[BEGIN EXTRACTED INFORMATION]

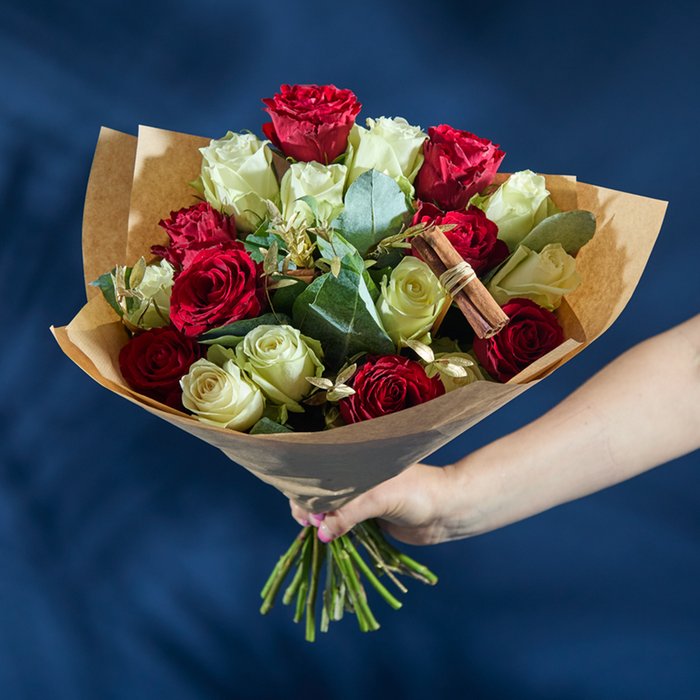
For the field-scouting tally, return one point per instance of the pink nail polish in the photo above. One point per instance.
(324, 535)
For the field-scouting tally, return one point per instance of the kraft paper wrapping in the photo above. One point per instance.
(136, 182)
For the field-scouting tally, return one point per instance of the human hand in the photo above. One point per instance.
(412, 507)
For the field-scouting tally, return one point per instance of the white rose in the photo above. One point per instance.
(278, 359)
(444, 364)
(391, 146)
(237, 178)
(325, 183)
(222, 396)
(151, 297)
(518, 205)
(410, 301)
(542, 277)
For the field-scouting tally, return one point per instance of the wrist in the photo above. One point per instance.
(462, 507)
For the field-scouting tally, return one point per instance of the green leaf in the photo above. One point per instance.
(244, 326)
(338, 247)
(220, 355)
(106, 285)
(573, 229)
(339, 311)
(283, 298)
(225, 341)
(375, 207)
(260, 238)
(266, 426)
(310, 202)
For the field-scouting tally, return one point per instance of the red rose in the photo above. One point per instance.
(531, 333)
(474, 236)
(311, 122)
(219, 285)
(457, 165)
(153, 362)
(388, 384)
(191, 229)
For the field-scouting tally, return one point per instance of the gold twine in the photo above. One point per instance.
(457, 278)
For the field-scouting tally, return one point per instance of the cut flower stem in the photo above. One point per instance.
(345, 568)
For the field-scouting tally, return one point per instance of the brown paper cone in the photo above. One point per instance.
(133, 184)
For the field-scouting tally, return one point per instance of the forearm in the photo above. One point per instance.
(640, 411)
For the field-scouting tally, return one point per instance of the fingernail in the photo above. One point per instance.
(324, 533)
(317, 519)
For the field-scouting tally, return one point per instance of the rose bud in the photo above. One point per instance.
(278, 359)
(518, 205)
(531, 333)
(457, 165)
(410, 301)
(325, 183)
(237, 178)
(472, 235)
(219, 286)
(542, 277)
(390, 146)
(153, 362)
(222, 396)
(192, 229)
(385, 385)
(311, 122)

[END EXTRACTED INFORMATION]

▶ [TASK STATEMENT]:
Please reproduce every line of the records above word for word, leaving out the pictures.

▶ [RESULT FOR THIS TASK]:
For the field-scouting tally, return one point per instance of the pink nail polish in the photo above. One point per instance.
(324, 535)
For the field-scouting tally, return one point per instance of the kraft paper wrapping in the photo above. One point per instance.
(136, 182)
For the field-scouting tally, return one point per instance of the human hand in the photo above. One point per instance.
(412, 507)
For the field-scouting tally, return one point per instance of the white rose in the photo above. One point per instance.
(278, 359)
(444, 364)
(391, 146)
(237, 178)
(325, 183)
(222, 396)
(151, 297)
(518, 205)
(410, 301)
(542, 277)
For the field-scouting tally, return one point per instance of the wrist in the photo above. One point per instance.
(462, 507)
For the field-scouting tally, return one point per instance of the green leaf in the photo above. One point per instance.
(244, 326)
(338, 247)
(220, 355)
(106, 285)
(573, 229)
(339, 311)
(283, 298)
(225, 341)
(375, 207)
(260, 238)
(266, 426)
(310, 202)
For the field-scouting tally, return one point per instance of the red rose in the photo above. One point per instance.
(531, 333)
(474, 236)
(311, 122)
(219, 285)
(457, 165)
(153, 362)
(388, 384)
(191, 229)
For the field-scouting tally, return one point per instance of the gold twine in the photo above. One point per instance.
(457, 278)
For the field-scouting tally, return one point per instance of the cut flower stem in the photo above. One point per instance.
(345, 568)
For the field-scouting tally, return one point per instance of the brown paper cone in the photo above. One point per instance.
(133, 184)
For the field-scouting tally, return one point per instance of the forearm in the photo above. One point per instance.
(640, 411)
For the field-scouting tally, return one point per instance of the fingernail in the photo above. One point per instance.
(324, 533)
(317, 519)
For the field-scouting tally, return one point per instance of the rose bud in the photo above. One point per instance.
(278, 359)
(518, 205)
(531, 333)
(457, 165)
(410, 301)
(325, 183)
(237, 178)
(472, 235)
(219, 286)
(542, 277)
(390, 146)
(153, 362)
(222, 396)
(192, 229)
(385, 385)
(311, 122)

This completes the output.